══ Data for this task ══

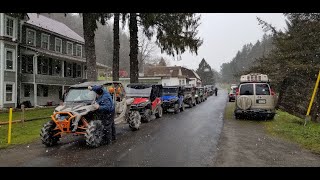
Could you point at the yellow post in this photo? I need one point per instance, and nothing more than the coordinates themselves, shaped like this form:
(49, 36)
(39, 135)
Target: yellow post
(9, 129)
(313, 94)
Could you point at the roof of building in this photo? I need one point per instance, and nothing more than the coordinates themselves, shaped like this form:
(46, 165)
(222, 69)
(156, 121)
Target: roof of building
(189, 73)
(53, 25)
(162, 71)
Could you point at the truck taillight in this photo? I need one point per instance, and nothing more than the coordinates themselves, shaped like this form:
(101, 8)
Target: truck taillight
(272, 92)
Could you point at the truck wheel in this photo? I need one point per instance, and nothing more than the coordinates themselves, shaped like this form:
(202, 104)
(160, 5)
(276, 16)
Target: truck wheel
(182, 107)
(94, 133)
(190, 103)
(47, 132)
(159, 113)
(176, 108)
(147, 116)
(134, 120)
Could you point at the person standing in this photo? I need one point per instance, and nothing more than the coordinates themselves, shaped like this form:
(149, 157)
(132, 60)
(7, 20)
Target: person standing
(105, 110)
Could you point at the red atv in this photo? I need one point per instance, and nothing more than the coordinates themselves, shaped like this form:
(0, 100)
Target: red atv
(146, 102)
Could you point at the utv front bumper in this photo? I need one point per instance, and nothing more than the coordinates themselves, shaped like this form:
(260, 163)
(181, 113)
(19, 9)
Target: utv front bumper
(255, 112)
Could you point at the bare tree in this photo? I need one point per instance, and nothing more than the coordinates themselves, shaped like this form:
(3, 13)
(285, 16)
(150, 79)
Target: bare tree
(157, 61)
(146, 50)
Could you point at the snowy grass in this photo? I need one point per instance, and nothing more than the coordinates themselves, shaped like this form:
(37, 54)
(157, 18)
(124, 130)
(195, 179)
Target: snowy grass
(21, 133)
(29, 114)
(228, 114)
(289, 127)
(292, 128)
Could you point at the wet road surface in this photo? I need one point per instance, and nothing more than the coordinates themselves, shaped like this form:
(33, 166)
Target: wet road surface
(188, 138)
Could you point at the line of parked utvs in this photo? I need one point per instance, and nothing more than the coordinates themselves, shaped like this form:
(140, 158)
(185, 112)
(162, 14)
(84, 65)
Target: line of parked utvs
(134, 104)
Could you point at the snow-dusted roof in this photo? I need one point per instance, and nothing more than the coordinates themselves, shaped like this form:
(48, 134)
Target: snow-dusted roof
(196, 74)
(53, 25)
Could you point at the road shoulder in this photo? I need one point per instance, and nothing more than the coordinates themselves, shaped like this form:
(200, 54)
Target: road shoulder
(246, 143)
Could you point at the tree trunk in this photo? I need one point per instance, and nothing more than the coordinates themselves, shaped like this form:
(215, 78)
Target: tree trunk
(116, 47)
(89, 26)
(134, 63)
(315, 107)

═══

Extract exactly the lines between the line containing "Could you point at the red" and the end of the data, including both.

Could you point at the red atv in this photo? I need one point per instance, and nothing more than the coordinates themselves, shaped like this form:
(0, 100)
Target: red atv
(146, 102)
Could you point at the utv front bumper in this photo? I need one point per instance, and nothing more than the coordinates themselves, shaped like this form:
(260, 163)
(181, 113)
(19, 9)
Target: utv front bumper
(255, 112)
Could you point at the bare tree in this photo? I need one point per instance, and nothing more than the coordinates themselves, shaped like this form:
(3, 13)
(285, 16)
(150, 79)
Target: bare tree
(157, 61)
(146, 50)
Could you point at the snowy grass in this photo? I need one point per instance, and nothing more than the coordinates themselves, shaped like this form:
(37, 54)
(157, 18)
(124, 130)
(195, 179)
Target: snowy grass
(21, 133)
(29, 114)
(228, 114)
(289, 127)
(292, 128)
Could you point at the wet road surface in this photo? I need one point per instance, and nothing more than the coordinates themselves, shaped like this form:
(33, 166)
Target: wet road surface
(188, 138)
Could you point at the line of parked utvs in this photo? I need one point per instance, and nothing more than the coordinates themselves, shaped like this form:
(140, 158)
(185, 112)
(162, 14)
(84, 65)
Target: line of parked utvs
(134, 104)
Could you point at the snow-dusted roof in this photo? I need one point per instance, and nothing more than the coordinates themselves, shaped like this form:
(48, 134)
Target: snow-dusted roof
(196, 74)
(53, 25)
Could you point at the road shoulder in this photo? I need one point per instance, and nothing more than the coordinates themselves, shaped like this form:
(200, 54)
Target: road shoulder
(246, 143)
Could you point at the tree trunk in this photo? I need one point per instance, and nothing more than the coordinates themselves, shaped like this form:
(215, 78)
Target: tree trunk
(116, 47)
(89, 26)
(134, 63)
(315, 107)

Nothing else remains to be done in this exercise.